───── Provided records

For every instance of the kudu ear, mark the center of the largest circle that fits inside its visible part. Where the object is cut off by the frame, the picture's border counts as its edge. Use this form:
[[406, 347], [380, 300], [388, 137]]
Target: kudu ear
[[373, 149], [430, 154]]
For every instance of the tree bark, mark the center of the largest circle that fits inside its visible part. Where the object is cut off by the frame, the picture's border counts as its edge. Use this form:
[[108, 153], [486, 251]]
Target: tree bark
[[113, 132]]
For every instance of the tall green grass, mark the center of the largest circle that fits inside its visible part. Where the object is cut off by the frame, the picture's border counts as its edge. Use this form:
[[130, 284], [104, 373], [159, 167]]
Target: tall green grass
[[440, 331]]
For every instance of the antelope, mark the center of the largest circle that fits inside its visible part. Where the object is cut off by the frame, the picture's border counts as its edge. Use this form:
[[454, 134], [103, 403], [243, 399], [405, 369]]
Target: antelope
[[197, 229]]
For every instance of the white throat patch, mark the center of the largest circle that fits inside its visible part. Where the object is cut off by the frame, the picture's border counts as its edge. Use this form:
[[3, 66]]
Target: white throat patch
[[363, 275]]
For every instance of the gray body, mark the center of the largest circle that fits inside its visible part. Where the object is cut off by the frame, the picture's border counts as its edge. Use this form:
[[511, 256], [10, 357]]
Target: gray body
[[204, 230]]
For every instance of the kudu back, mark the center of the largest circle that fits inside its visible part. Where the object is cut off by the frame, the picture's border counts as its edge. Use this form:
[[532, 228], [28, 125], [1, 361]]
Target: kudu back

──────────

Requirement: Please put every line of the data above into a Markdown table with two columns, Row and Line. Number the rows and leave out any blank lines.

Problem solution:
| Row | Line |
|---|---|
| 1 | For every instance of the kudu ear, mark the center of the largest circle that fits inside its visible part. Where the object is cut off by the frame, the picture's border counts as its edge. Use this form: |
| 2 | [[406, 347], [380, 300], [388, 137]] |
| 3 | Target: kudu ear |
| 4 | [[373, 149], [430, 154]] |
| 5 | For every instance of the tree bark, mark the center of the largest circle that fits inside its visible part. Where the object is cut off by the frame, the picture's border counts as its edge. Use this form: |
| 6 | [[108, 153], [486, 251]] |
| 7 | Target: tree bark |
| 8 | [[113, 132]] |
| 9 | For every instance of the tall green grass, mark the center of the largest circle that fits inside its visible part. Where the object is cut off by the frame, the picture's border counts as its edge. Use this form: |
| 10 | [[130, 284], [104, 373], [159, 167]] |
| 11 | Target: tall green grass |
| 12 | [[440, 331]] |
| 13 | For every instance of the antelope, mark the center of the largest circle that fits inside its visible part. Where the object is cut off by the frame, the picture's border counts as its edge. Use this form: |
| 14 | [[454, 134], [103, 403], [243, 399], [405, 369]] |
| 15 | Target: antelope |
| 16 | [[197, 229]] |
| 17 | For every instance of the white throat patch, mark the center of the largest circle that fits inside its visible part. Where the object is cut off by the frame, the picture's border counts as its edge. Use this form: |
| 18 | [[3, 66]] |
| 19 | Target: white throat patch |
| 20 | [[363, 275]] |
| 21 | For every instance of the gray body, mark the center of the largest circle that fits inside its visible part. Where the object is cut off by the frame, the picture's border counts as its edge. Use this form: |
| 22 | [[511, 256], [10, 357]] |
| 23 | Target: gray body |
| 24 | [[204, 230]] |
| 25 | For every instance of the kudu back, mark the center of the largest circle that fits inside its visible part. Where the object is cut off by the frame, the picture's border counts as its edge. Use this form: |
| 26 | [[532, 228], [28, 125], [1, 361]] |
| 27 | Target: kudu back |